Le DSI et son équipe accomplissent un travail indispensable, mais soumis à des contraintes techniques, humaines, sociales, réglementaires et organisationnelles multiples qui interdisent d’espérer satisfaire tout le monde. Comme le système d’information (SI) est au centre de toute organisation contemporaine, tout le monde y est confronté, et chacun le souhaite conforme à ses attentes personnelles. Donc les gens de la DSI peuvent s’estimer heureux si tout le monde ne leur tombe pas sur le dos en même temps. Il faut faire avec les compétences disponibles, les réglementations aberrantes, les logiciels incomplets faute de moyens suffisants, mais de toute façon l’exercice est impossible, parce qu’il exigerait, pour être accompli pleinement, la mise à plat complète de l’organisation, ce qui est heureusement impossible parce que sinon ce serait, effectivement, le côté obscur de la force dans tout le mauvais sens du terme.

Système d’information d’entreprise

Pour une entreprise industrielle ou commerciale, le système d’information est absolument vital, c’est son système nerveux, il définit son vocabulaire et les entités qu’il désigne, enfin le SI exprime les intentions de l’entreprise. Si le SI est détruit, d’une façon ou d’une autre, l’entreprise est condamnée, ce n’est pas une métaphore mais une réalité empirique.

Dans une compagnie aérienne par exemple, outre les tâches de gestion routinières mais indispensables, le SI permet d’organiser la rotation des équipages et des avions en fonction des variations de flux de passagers et de fret, et de mettre en œuvre les techniques de yield qui consistent à appliquer à chaque passager le tarif maximum qu’il pourra accepter avant de renoncer à son voyage ou de changer de compagnie. Cette vision ordonnée de l’activité de l’entreprise exige que le SI soit intégré, c’est-à-dire que les logiciels qui traitent les différents domaines soient cohérents et communiquent entre eux. Les compagnies qui n’ont pas su faire cela ont disparu : Panam, TWA, Swissair, Sabena... Ainsi on a pu dire que pour Air France le système de réservation Amadeus était plus crucial que les avions, qui après tout sont les mêmes pour toutes les compagnies et peuvent se louer en cas de besoin. Je ne vais pas plus loin, le lecteur curieux des SI d’entreprise peut se reporter au site et aux livres de Michel Volle, qui traitent le sujet à fond.

Système d’information dans un organisme de recherche ?

+++++

**Consigne donnée 1**. Relevez chaque ligne des entrées ci-dessous où figure la chaîne "broom", en tenant compte de la casse.

Éléments d'étiquetage de formes sur images:

+++++

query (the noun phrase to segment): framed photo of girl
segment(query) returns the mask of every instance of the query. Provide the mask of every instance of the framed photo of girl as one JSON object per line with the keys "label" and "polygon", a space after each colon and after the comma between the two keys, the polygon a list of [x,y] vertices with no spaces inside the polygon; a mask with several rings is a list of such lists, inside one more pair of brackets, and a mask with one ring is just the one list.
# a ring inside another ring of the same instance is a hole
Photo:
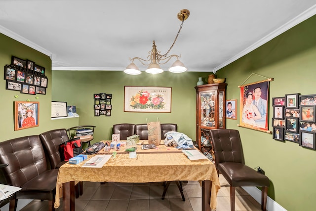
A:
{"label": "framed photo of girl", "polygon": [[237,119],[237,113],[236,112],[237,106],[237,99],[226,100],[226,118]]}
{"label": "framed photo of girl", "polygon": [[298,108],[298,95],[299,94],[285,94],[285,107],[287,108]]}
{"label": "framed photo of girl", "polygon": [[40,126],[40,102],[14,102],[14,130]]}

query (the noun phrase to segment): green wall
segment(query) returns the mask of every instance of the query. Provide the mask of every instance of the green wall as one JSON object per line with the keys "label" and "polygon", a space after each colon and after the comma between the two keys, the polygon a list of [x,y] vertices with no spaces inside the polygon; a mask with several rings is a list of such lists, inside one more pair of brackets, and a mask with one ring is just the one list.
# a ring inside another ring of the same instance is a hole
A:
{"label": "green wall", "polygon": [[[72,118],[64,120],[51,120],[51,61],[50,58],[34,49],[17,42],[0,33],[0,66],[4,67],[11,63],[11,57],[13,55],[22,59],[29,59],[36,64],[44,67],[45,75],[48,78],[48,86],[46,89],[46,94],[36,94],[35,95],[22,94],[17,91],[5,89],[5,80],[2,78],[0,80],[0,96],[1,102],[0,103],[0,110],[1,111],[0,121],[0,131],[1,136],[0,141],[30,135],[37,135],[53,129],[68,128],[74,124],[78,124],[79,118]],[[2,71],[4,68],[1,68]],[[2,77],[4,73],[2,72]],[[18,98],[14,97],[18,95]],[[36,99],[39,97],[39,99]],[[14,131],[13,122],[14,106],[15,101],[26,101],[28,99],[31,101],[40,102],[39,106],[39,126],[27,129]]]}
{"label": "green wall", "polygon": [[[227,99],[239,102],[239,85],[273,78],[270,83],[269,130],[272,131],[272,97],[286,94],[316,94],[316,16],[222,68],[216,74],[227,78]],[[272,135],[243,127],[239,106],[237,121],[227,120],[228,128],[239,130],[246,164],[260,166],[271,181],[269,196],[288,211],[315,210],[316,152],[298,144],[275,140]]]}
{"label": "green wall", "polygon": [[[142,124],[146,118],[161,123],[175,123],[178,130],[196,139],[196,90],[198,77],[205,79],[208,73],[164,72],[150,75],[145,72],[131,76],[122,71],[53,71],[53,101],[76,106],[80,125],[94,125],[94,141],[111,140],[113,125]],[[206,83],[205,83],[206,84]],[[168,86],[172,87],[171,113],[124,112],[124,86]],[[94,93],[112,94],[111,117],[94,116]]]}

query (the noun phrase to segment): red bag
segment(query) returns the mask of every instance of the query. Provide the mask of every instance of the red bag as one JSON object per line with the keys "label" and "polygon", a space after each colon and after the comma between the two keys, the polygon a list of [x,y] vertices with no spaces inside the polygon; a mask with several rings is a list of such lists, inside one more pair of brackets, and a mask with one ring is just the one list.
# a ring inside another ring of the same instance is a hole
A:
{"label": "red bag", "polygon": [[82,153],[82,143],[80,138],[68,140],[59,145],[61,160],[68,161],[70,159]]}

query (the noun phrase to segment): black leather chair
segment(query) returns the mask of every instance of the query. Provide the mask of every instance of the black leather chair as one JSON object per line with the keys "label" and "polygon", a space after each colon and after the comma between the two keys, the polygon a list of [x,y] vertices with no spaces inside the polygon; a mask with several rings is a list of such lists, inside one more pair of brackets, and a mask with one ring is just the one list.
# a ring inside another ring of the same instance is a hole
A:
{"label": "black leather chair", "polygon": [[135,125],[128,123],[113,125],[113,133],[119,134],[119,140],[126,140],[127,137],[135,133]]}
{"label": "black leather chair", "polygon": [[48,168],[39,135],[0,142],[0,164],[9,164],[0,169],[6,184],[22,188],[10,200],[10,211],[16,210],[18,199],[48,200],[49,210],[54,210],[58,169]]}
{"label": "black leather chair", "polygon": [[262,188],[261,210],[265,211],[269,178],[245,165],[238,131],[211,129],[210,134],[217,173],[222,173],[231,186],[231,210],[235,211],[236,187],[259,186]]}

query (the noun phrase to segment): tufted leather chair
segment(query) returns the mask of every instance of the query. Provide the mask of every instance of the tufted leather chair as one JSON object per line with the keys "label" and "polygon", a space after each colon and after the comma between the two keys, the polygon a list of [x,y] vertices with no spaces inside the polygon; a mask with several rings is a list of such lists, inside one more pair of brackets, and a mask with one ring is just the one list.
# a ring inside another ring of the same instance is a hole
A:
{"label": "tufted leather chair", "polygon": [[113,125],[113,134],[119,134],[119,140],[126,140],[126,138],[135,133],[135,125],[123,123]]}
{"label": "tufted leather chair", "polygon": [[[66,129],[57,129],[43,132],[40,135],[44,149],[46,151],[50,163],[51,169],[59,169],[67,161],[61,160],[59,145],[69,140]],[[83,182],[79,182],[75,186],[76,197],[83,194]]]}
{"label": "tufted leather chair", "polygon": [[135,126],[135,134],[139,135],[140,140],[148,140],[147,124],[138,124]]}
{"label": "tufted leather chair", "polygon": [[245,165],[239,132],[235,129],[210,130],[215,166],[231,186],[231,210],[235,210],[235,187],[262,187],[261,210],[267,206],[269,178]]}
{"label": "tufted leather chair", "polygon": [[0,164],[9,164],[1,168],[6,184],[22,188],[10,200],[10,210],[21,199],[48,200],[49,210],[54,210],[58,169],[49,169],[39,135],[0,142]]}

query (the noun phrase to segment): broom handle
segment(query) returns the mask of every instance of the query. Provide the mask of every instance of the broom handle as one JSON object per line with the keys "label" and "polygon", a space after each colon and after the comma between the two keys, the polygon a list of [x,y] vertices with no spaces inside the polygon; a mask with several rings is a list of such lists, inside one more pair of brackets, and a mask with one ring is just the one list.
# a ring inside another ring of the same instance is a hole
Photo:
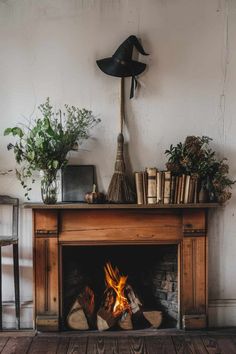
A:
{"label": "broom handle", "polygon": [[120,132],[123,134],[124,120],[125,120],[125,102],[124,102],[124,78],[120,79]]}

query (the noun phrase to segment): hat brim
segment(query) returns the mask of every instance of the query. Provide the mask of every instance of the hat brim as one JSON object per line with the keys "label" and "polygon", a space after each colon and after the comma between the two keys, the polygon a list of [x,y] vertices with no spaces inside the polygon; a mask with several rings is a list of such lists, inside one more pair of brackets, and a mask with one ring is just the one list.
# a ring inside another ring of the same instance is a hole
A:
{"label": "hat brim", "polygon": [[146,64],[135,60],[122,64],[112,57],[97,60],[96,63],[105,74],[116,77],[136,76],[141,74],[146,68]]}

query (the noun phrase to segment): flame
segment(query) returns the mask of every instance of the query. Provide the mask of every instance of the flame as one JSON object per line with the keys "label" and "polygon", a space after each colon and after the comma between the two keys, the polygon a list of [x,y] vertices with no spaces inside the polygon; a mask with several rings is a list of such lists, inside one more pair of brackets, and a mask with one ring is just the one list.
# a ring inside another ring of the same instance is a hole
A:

+++++

**Consigne donnée 2**. Poursuivez le texte sur les systèmes d'information à partir de sa dernière phrase.

**Réponse correcte 1**.
query (the noun phrase to segment): broom handle
segment(query) returns the mask of every instance of the query. Provide the mask of every instance of the broom handle as one JSON object per line with the keys "label" and "polygon", a space after each colon and after the comma between the two keys, the polygon a list of [x,y] vertices with no spaces inside the polygon; a mask with several rings is a list of such lists, inside one more pair of brackets, and a mask with one ring is just the one list.
{"label": "broom handle", "polygon": [[120,132],[123,134],[124,120],[125,120],[125,102],[124,102],[124,78],[120,79]]}

**Réponse correcte 2**.
Dans un institut de recherche tel que l’Inserm, l’utilité d’un SI intégré est beaucoup moins évidente, et parfois même cela peut nuire. Contrairement à ce que l’on pourrait croire, il ne s’agit pratiquement pas du tout de science, mais presque exclusivement de gestion financière et comptable et d’administration au sens large. Il faut bien que ce soit fait, mais au moindre coût serait le mieux, parce que c’est de l’énergie détournée de la recherche pour des tâches nécessaires mais subalternes. En deux mots, c’est l’automatisation de la bureaucratie.

L’Inserm est une sorte de coopérative de quelques 500 unités de recherche, chacune associée à telle ou telle université, chacune en compétition pour obtenir des crédits de l’ANR, de l’Union européenne, de l’industrie ou de généreux mécènes tels que Bill et Melinda Gates. Comme j’avais eu l’occasion de l’expliquer à un de mes interlocuteurs lorsque j’étais responsable de l’informatique scientifique à l’Institut Pasteur (assez analogue à l’Inserm mais de droit privé, avec de l’ordre de 200 unités de recherche), on ne peut parler des « objectifs » de l’Institut Pasteur que de façon très vague et très générale, chaque unité a ses propres objectifs, et elle interagit moins avec les autres unités pasteuriennes qu’avec les équipes de par le monde qui travaillent sur des sujets voisins.

Dans un tel contexte, instaurer une gestion financière très intégrée n’a guère de sens. Chaque unité a ses propres financements qu’elle s’efforce de soustraire à l’administration centrale par des subterfuges tels qu’associations loi de 1901, pour pouvoir dépenser sans subir la bureaucratie démente de la comptabilité publique. Dépenser pour un tel système de pure gestion des dizaines de millions d’euros (soustraits à la recherche) comme je l’ai vu faire est insensé ; à Pasteur une petite équipe et un logiciel de comptabilité pour PME faisaient très bien l’affaire (une pensée pour Daniel Philippon, le collègue charmant qui dirigeait cette équipe, récemment disparu).

Même chose pour les « ressources humaines » (cette terminologie m’horripile) : de toute façon, les carrières de chercheurs sont créées et évoluent sous la houlette de commissions de pairs et l’éventuelle DRH n’y a pas son mot à dire. Il ne lui reste à administrer que les carrières des personnels techniques et administratifs, et il vaudrait mieux en revenir à la locution « gestion du personnel », plus exacte et moins prétentieuse. Je dois dire que lorsque le statut idiot de la fonction publique m’a obligé à prendre ma retraite j’ai apprécié l’efficacité et la gentillesse du service des pensions de l’Inserm, mais cette efficacité reposait surtout sur le SI du Service des pensions de l’État qui avait gardé la trace de tous mes détachements, changements de corps, démissions, concours, etc., et là je reconnais qu’un bon SI spécialisé est nécessaire.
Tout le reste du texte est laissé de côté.